[DATASET]

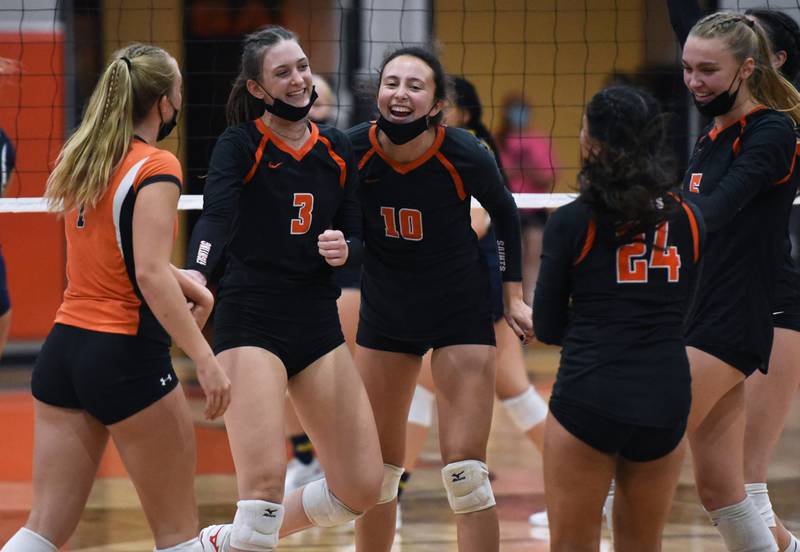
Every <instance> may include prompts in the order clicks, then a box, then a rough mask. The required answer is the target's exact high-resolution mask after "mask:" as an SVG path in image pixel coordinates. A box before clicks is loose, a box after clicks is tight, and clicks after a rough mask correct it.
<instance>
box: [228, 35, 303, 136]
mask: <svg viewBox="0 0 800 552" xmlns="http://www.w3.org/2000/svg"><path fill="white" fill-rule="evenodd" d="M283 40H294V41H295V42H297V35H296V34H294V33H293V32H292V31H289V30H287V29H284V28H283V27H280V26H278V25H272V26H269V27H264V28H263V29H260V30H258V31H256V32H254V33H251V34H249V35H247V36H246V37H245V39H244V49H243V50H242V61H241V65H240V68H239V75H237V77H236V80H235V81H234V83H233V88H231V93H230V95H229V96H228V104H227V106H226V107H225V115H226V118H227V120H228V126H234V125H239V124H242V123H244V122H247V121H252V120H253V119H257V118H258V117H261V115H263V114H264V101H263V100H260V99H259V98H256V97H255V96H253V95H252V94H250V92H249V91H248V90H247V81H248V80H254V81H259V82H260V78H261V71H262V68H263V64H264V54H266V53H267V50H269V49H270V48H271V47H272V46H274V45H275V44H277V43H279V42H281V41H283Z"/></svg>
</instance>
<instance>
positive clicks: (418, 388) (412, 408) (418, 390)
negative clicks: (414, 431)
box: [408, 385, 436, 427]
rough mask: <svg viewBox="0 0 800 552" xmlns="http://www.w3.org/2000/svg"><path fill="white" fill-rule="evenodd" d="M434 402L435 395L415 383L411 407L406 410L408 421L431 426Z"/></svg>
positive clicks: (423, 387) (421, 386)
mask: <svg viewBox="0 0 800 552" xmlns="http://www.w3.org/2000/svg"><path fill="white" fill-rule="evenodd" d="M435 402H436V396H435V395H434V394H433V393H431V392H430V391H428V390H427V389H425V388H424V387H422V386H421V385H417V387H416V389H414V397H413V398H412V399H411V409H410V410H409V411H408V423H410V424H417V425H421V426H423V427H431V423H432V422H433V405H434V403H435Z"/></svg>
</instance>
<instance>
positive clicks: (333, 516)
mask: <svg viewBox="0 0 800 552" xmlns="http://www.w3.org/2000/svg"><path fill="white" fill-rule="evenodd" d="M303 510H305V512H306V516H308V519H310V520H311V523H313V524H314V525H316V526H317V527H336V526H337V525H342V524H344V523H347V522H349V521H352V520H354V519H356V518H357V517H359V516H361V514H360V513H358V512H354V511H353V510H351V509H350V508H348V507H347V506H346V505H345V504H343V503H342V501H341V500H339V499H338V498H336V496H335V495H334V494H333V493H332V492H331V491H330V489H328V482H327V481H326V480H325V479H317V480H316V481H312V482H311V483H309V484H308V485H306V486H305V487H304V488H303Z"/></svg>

[/DATASET]

WORK TO COMPLETE: Return every line of the records above without any change, but leave out the picture.

RESULT FOR THIS EXERCISE:
Every <instance> may include prompts in the order clicks, then a box, then a rough mask. The required answer is the target's exact high-resolution mask after "mask:" as an SVG path in image pixel coordinates. A box before clicks is loose, a box after clicks is tight, and clicks after a rough mask correct it.
<instance>
box: [228, 35, 303, 136]
mask: <svg viewBox="0 0 800 552" xmlns="http://www.w3.org/2000/svg"><path fill="white" fill-rule="evenodd" d="M283 40H294V41H295V42H297V35H296V34H294V33H293V32H292V31H289V30H287V29H284V28H283V27H280V26H278V25H272V26H269V27H264V28H263V29H260V30H258V31H256V32H254V33H251V34H249V35H247V36H246V37H245V39H244V49H243V50H242V61H241V65H240V68H239V75H237V77H236V80H235V81H234V83H233V88H231V93H230V95H229V96H228V104H227V106H226V107H225V115H226V118H227V120H228V126H234V125H239V124H242V123H244V122H247V121H252V120H253V119H257V118H258V117H261V115H263V114H264V101H263V100H260V99H259V98H256V97H255V96H253V95H252V94H250V92H249V91H248V90H247V81H248V80H254V81H259V82H260V78H261V71H262V68H263V64H264V54H266V53H267V50H269V49H270V48H271V47H272V46H274V45H275V44H277V43H279V42H281V41H283Z"/></svg>
</instance>
<instance>
positive clicks: (418, 388) (412, 408) (418, 390)
negative clicks: (414, 431)
box: [408, 385, 436, 427]
rough mask: <svg viewBox="0 0 800 552" xmlns="http://www.w3.org/2000/svg"><path fill="white" fill-rule="evenodd" d="M434 402L435 395L415 383L411 407L406 410L408 421L431 426Z"/></svg>
positive clicks: (423, 387) (421, 386)
mask: <svg viewBox="0 0 800 552" xmlns="http://www.w3.org/2000/svg"><path fill="white" fill-rule="evenodd" d="M435 402H436V396H435V395H434V394H433V393H431V392H430V391H428V390H427V389H425V388H424V387H422V386H421V385H417V387H416V389H414V397H413V398H412V399H411V409H410V410H409V411H408V423H410V424H417V425H421V426H423V427H431V423H432V422H433V405H434V403H435Z"/></svg>
</instance>
<instance>
positive clicks: (333, 516)
mask: <svg viewBox="0 0 800 552" xmlns="http://www.w3.org/2000/svg"><path fill="white" fill-rule="evenodd" d="M303 510H305V512H306V516H308V519H310V520H311V523H313V524H314V525H316V526H317V527H336V526H337V525H342V524H344V523H347V522H349V521H352V520H354V519H356V518H357V517H359V516H361V514H360V513H358V512H354V511H353V510H351V509H350V508H348V507H347V506H346V505H345V504H343V503H342V501H341V500H339V499H338V498H336V496H335V495H334V494H333V493H332V492H331V491H330V489H328V482H327V481H326V480H325V479H317V480H316V481H312V482H311V483H309V484H308V485H306V486H305V487H304V488H303Z"/></svg>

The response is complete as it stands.